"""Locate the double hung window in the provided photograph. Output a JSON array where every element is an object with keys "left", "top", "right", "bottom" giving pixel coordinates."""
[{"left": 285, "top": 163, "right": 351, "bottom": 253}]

______________________________

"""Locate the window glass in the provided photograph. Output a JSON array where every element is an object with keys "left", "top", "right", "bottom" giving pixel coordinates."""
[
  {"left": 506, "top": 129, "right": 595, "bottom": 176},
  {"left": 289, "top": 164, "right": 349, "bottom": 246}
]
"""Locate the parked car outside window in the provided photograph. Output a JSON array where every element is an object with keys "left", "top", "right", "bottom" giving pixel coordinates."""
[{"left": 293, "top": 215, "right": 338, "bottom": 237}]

______________________________

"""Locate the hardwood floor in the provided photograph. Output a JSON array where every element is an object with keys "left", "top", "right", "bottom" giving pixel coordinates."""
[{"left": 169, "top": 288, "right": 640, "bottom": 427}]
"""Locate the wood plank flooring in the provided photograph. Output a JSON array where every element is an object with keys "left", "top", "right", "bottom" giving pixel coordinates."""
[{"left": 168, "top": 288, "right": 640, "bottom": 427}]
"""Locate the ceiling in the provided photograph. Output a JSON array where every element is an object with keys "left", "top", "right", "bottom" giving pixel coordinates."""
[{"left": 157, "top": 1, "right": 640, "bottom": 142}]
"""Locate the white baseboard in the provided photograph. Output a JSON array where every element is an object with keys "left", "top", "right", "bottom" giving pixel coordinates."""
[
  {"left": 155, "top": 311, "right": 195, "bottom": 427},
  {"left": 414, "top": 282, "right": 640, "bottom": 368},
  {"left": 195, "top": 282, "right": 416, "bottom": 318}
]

______________________________

■ Task to complete
Copy every line of the entries above that contains the word "hung". Case counts.

■ Full solution
"""Locate the double hung window in the provided photograph. Output a JSON array where every element is an object with keys "left", "top", "right", "bottom" giving pixel coordinates."""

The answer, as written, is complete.